**What the task asks:**
Arrange the entries below as a numbered list, leaving out the pictures and any blank lines.

§ §

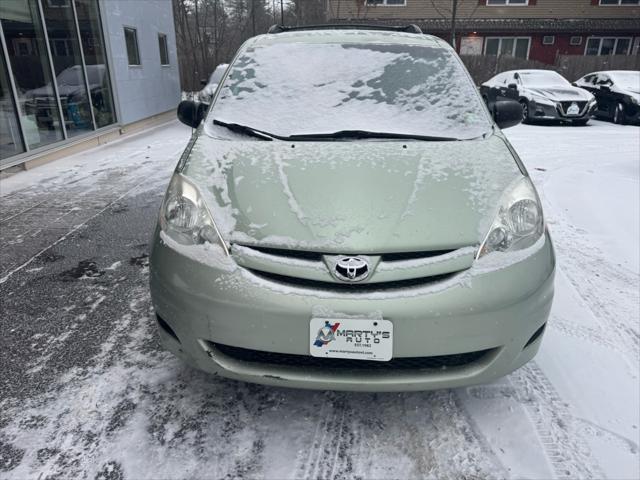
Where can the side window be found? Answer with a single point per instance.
(604, 80)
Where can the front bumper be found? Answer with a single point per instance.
(494, 310)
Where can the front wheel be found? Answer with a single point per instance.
(525, 111)
(618, 114)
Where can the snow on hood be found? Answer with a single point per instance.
(353, 197)
(561, 94)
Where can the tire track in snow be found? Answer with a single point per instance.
(413, 435)
(609, 291)
(568, 453)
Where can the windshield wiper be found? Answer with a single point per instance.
(354, 134)
(246, 130)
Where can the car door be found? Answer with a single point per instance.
(604, 96)
(491, 89)
(508, 89)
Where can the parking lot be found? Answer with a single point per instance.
(87, 393)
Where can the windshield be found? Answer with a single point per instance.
(543, 79)
(297, 89)
(217, 74)
(627, 80)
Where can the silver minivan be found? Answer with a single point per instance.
(348, 215)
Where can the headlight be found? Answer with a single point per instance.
(519, 222)
(185, 217)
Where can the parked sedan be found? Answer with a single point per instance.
(543, 95)
(358, 222)
(617, 93)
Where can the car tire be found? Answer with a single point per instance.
(618, 114)
(525, 111)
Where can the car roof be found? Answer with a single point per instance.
(606, 72)
(530, 70)
(348, 36)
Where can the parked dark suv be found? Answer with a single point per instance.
(617, 94)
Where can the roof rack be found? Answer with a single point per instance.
(412, 28)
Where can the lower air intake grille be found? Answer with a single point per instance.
(341, 364)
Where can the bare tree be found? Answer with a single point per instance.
(209, 32)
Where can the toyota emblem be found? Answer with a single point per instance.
(352, 269)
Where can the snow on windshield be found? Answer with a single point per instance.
(627, 80)
(297, 88)
(217, 74)
(543, 78)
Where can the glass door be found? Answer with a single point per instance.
(31, 69)
(10, 136)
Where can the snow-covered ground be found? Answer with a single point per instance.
(86, 393)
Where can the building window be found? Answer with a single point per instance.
(29, 64)
(514, 46)
(164, 50)
(392, 3)
(608, 46)
(131, 39)
(54, 78)
(619, 2)
(507, 2)
(574, 41)
(95, 58)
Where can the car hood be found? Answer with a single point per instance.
(353, 197)
(625, 91)
(561, 94)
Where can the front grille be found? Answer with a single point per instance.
(343, 287)
(566, 105)
(317, 257)
(401, 256)
(297, 254)
(342, 364)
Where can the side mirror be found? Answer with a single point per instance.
(191, 113)
(507, 113)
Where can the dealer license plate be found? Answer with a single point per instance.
(573, 109)
(354, 338)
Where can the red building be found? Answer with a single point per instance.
(534, 29)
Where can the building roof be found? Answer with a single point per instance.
(542, 25)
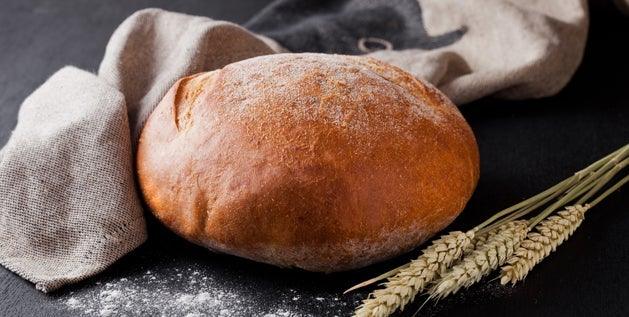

§ §

**Correct response:**
1. Where can the side window be found? Answer with a single point per instance.
2. (604, 80)
3. Where can the front bumper be found? Answer with a single point per instance.
4. (494, 310)
5. Where can the front wheel be found? Answer with a single point per instance.
6. (525, 111)
7. (618, 114)
8. Where can the snow on hood be found? Answer with a single point per instance.
9. (353, 197)
10. (561, 94)
11. Where can the tire track in snow be found? Answer with a single point per instance.
12. (413, 435)
13. (609, 291)
14. (568, 453)
15. Where can the windshield wiper be found? Answer with a single point per instance.
16. (354, 134)
17. (246, 130)
18. Where can the car door be found? Answer with a single point per instance.
19. (604, 96)
20. (491, 89)
21. (508, 89)
22. Where can the parking lot be found? Answer with a single point per instance.
23. (87, 393)
24. Where can the windshield be found? Answer with a single point per instance.
25. (543, 79)
26. (297, 89)
27. (217, 74)
28. (627, 80)
29. Where can the silver minivan be found? Answer with a single point per instance.
30. (348, 215)
31. Where can the headlight be found? Answer with a single point per instance.
32. (519, 222)
33. (185, 217)
34. Where can the parked sedan be found? Answer with a single point per instance.
35. (543, 95)
36. (358, 222)
37. (617, 93)
38. Where can the car tire be found? Answer with a single point per instance.
39. (618, 114)
40. (525, 111)
41. Where can the car roof be found? Answer with a single point per instance.
42. (606, 72)
43. (530, 70)
44. (348, 36)
45. Where can the parked dark suv be found? Answer with a single point per instance.
46. (617, 94)
47. Where can the roof rack be found? Answer with a single point per instance.
48. (412, 28)
49. Where can the lower air intake grille be found? Answer with a single point per instance.
50. (341, 364)
51. Where can the bare tree be found? Answer with a single point per instance.
52. (209, 32)
53. Where can the toyota emblem be found? Answer with a single point per instance.
54. (352, 269)
55. Where can the snow on windshield be found? Answer with a single point per instance.
56. (627, 80)
57. (297, 88)
58. (217, 74)
59. (543, 78)
60. Where can the glass door be found? Answer with a single point per instance.
61. (31, 69)
62. (10, 136)
63. Where can the snow-covered ground be found? Answer with a single point per instance.
64. (86, 393)
65. Where can the building window be found? Answer with a single point per instance.
66. (29, 64)
67. (514, 46)
68. (164, 50)
69. (392, 3)
70. (608, 46)
71. (131, 39)
72. (54, 78)
73. (619, 2)
74. (507, 2)
75. (574, 41)
76. (95, 58)
77. Where can the car hood be found? Answer with a single point per instance.
78. (353, 197)
79. (625, 91)
80. (561, 94)
81. Where can the front grille be found? Answer with a single point per instance.
82. (343, 287)
83. (566, 105)
84. (317, 257)
85. (401, 256)
86. (297, 254)
87. (342, 364)
88. Where can the side mirror be found? Answer with a single point per instance.
89. (191, 113)
90. (507, 113)
91. Where can the dealer license plate be found? Answer with a single point per instance.
92. (573, 109)
93. (354, 338)
94. Where can the red building be found? Answer with a single point per instance.
95. (534, 29)
96. Where can the building roof be found? Answer with a single point per instance.
97. (542, 25)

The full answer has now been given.